[Start of section]
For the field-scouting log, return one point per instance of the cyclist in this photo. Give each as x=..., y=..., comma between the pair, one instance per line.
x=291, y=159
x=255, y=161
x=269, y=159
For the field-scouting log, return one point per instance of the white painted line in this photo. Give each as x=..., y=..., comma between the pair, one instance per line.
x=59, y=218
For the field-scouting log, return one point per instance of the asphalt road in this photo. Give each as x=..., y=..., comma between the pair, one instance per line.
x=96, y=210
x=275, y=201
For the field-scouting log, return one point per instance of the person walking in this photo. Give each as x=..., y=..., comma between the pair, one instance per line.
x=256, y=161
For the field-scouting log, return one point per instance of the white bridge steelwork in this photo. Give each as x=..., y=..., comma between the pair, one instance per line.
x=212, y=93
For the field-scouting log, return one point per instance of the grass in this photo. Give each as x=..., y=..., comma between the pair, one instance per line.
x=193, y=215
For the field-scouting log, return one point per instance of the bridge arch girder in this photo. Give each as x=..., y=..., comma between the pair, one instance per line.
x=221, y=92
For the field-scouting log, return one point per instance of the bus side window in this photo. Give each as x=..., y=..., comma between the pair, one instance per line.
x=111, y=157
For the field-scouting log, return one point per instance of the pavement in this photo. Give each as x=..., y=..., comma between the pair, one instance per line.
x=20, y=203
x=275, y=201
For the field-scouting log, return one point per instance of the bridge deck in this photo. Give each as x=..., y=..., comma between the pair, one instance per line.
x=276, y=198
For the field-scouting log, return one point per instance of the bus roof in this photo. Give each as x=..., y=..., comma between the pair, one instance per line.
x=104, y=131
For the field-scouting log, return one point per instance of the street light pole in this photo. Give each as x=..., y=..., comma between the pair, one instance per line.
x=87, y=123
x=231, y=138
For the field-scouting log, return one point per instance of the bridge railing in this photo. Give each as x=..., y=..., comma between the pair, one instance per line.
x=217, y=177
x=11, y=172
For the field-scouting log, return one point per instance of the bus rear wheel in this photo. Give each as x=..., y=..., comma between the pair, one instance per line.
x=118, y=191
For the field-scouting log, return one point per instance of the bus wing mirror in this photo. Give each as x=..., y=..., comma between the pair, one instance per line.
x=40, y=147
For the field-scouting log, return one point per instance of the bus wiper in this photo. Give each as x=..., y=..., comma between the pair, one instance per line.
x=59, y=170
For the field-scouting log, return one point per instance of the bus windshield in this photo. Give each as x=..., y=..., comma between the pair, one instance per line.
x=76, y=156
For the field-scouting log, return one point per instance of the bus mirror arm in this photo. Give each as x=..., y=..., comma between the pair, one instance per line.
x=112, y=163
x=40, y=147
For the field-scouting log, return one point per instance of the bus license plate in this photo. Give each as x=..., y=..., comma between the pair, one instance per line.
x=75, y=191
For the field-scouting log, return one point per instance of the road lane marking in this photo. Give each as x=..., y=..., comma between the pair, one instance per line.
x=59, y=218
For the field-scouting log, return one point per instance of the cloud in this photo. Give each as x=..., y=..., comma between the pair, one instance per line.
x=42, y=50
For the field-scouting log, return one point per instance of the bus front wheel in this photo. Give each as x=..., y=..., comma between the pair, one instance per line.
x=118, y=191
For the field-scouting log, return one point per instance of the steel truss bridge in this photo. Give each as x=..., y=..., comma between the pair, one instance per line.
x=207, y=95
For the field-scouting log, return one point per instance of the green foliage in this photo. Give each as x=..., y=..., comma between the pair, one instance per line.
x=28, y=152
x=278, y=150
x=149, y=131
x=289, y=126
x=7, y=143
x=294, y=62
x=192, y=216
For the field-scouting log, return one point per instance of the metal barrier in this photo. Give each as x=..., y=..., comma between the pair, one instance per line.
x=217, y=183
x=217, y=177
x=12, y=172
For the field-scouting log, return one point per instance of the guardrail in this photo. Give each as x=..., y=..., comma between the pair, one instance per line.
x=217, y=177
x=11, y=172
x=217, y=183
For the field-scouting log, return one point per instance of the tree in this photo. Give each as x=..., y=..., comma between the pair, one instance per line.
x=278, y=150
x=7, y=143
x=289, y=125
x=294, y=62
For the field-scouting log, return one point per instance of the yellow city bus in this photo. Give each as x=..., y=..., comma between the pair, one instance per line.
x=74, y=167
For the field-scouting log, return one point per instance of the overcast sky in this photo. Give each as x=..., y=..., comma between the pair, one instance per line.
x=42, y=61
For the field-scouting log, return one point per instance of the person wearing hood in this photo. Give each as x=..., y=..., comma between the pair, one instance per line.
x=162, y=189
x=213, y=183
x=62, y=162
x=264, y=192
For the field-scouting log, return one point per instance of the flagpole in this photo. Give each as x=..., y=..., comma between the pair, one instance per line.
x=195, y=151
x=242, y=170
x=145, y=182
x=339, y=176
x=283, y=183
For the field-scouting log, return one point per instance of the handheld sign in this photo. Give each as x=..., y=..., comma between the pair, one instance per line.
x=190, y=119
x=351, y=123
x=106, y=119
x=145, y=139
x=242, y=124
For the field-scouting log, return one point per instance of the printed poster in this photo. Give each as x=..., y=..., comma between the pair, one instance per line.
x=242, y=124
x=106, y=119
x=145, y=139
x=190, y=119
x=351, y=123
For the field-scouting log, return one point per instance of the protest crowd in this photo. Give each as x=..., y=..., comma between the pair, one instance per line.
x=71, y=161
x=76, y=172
[End of section]
Output the full listing above without altering a single word.

=== SOLVED EXERCISE ===
For the field-scouting log, return one point per instance of the cyclist in this photo. Give each as x=..., y=..., comma between the pair, one instance per line.
x=291, y=159
x=255, y=161
x=269, y=159
For the field-scouting log, return one point per instance of the white painted line in this photo. Give each as x=..., y=..., comma between the pair, one instance per line.
x=59, y=218
For the field-scouting log, return one point per instance of the asphalt road in this photo. Give each as x=..., y=..., comma between the pair, one instance per line.
x=96, y=210
x=275, y=201
For the field-scouting log, return one point per instance of the person walking in this photo. Give each as x=..., y=..., comma between the pair, one instance per line.
x=256, y=161
For the field-scouting log, return one point per instance of the white bridge steelwork in this photo. Give each as x=..., y=..., comma between the pair, one instance per line.
x=212, y=93
For the field-scouting log, return one point per instance of the grass in this photo. Give each as x=..., y=..., comma between the pair, one instance per line.
x=193, y=215
For the field-scouting log, return one point per instance of the bridge arch girder in this photo. Give each as x=..., y=..., comma between the pair, one instance per line.
x=221, y=92
For the field-scouting log, return one point per instance of the bus side window in this photo. Give each as x=..., y=..., comma between the pair, one instance per line.
x=111, y=157
For the field-scouting log, return one point per instance of the pavement in this photo. Give each as x=..., y=..., comma between the pair, one instance per line.
x=20, y=203
x=275, y=201
For the field-scouting log, return one point per instance of the bridge deck in this photo. Give each as x=..., y=..., comma between the pair, one instance per line.
x=276, y=198
For the field-scouting log, return one point per instance of the bus roof in this photo. Give each as x=..., y=..., comma between the pair, one instance per line.
x=104, y=131
For the field-scouting log, return one point per instance of the street light pole in this photo. Give each as x=..., y=..., comma between the pair, one instance per line.
x=87, y=123
x=231, y=138
For the field-scouting log, return one point per instance of the bridge railing in this photo. Give each as x=..., y=..., comma between the pair, one instance per line.
x=217, y=177
x=11, y=172
For the field-scouting log, return one point per instance of the bus rear wheel in this photo. Give each as x=..., y=..., comma between the pair, one instance per line.
x=118, y=191
For the field-scouting log, return one point per instance of the bus wing mirror in this photo. Give each as x=..., y=..., comma between the pair, one instance per line.
x=40, y=147
For the field-scouting log, return one point per instance of the bus wiper in this photo. Give each as x=..., y=..., comma between the pair, one instance per line.
x=59, y=170
For the field-scouting log, return one point per instance of the bus windshield in this photo. Give each as x=..., y=..., comma between the pair, one instance per line.
x=76, y=156
For the field-scouting log, return one point per instance of the bus mirror arm in this photo. Give each as x=..., y=..., comma between the pair, one instance per line.
x=112, y=163
x=40, y=147
For the field-scouting log, return one point per instance of the bus license plate in this photo. Give each as x=..., y=..., comma between the pair, one instance per line.
x=75, y=191
For the field-scouting log, return one point per instance of the road lane marking in this photo. Give each as x=..., y=..., comma between the pair, one instance per line.
x=59, y=218
For the field-scouting log, return one point per instance of the cloud in this photo. Give each as x=..., y=..., comma between the pair, one instance per line.
x=42, y=50
For the field-scouting log, return one point per instance of the bus front wheel in this photo. Give each as x=..., y=..., comma between the pair, one instance per line.
x=118, y=191
For the field-scouting log, return one point per instance of the steel truss bridge in this photo. Give each as x=..., y=..., comma between the pair, one instance per line.
x=207, y=95
For the field-scouting log, return one point per instance of the green foliage in this photo. Give each as x=..., y=..., comma between the pair, one instance per line.
x=28, y=152
x=278, y=150
x=149, y=131
x=289, y=126
x=7, y=143
x=294, y=62
x=192, y=216
For the field-scouting log, return one point per instance of the metal barrier in this photo. Give each as x=..., y=..., comma between the pair, one instance per line.
x=217, y=183
x=217, y=177
x=12, y=172
For the field-scouting log, return one point per instance of the guardrail in this photo. Give each as x=..., y=..., comma between the pair, one instance per line.
x=217, y=177
x=11, y=172
x=217, y=183
For the field-scouting log, return one point per instance of the tree in this photo. Give each as x=..., y=..., comma between the pair, one instance per line.
x=278, y=150
x=7, y=143
x=289, y=125
x=294, y=62
For the field-scouting log, return one point per instance of the yellow city bus in this photo. Give each as x=..., y=..., comma between the pair, one instance per line.
x=74, y=167
For the field-scouting log, return one point per instance of the overcast sky in this photo. Give each as x=..., y=..., comma between the pair, one instance per line.
x=42, y=61
For the field-scouting log, return one point per instance of the person wearing hood in this photo. Give each as x=..., y=..., comma between the pair, one instance per line.
x=162, y=189
x=213, y=183
x=62, y=162
x=264, y=192
For the field-scouting log, return one point per instance of the flagpole in this photo. Give each as x=..., y=..., comma between the pair, one instance per line.
x=195, y=151
x=242, y=170
x=145, y=182
x=339, y=176
x=283, y=183
For the field-scouting log, return one point per instance of the handheld sign in this photo. Give each as x=..., y=..., comma between the pair, one instance per line.
x=190, y=119
x=351, y=123
x=106, y=119
x=145, y=139
x=242, y=124
For the field-scouting log, return one point per instance of the printed poster in this photo. Give each as x=..., y=..., comma between the pair, one instance per line.
x=242, y=124
x=106, y=119
x=145, y=139
x=190, y=119
x=351, y=123
For the field-scouting log, return one point per instance of the protest crowd in this photo. Give each as x=..., y=..., comma between the pair, one instance per line.
x=71, y=161
x=76, y=172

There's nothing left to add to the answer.